>>>

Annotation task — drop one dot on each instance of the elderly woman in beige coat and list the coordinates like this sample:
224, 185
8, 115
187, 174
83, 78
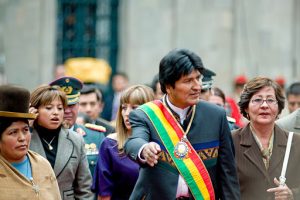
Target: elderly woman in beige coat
23, 174
260, 146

<<<

■ **Requirement**: Please edit the data above by changing every "beige coat" to "tan coat" and keeping everything else as it is. Leave the pictures out.

■ **Problem solution**:
Annotation task — drop one dot on each instance of the elderly woman in tan coat and list the coordinates like this sample:
224, 185
8, 115
187, 174
83, 78
Target: elderly woman in tan coat
23, 174
260, 146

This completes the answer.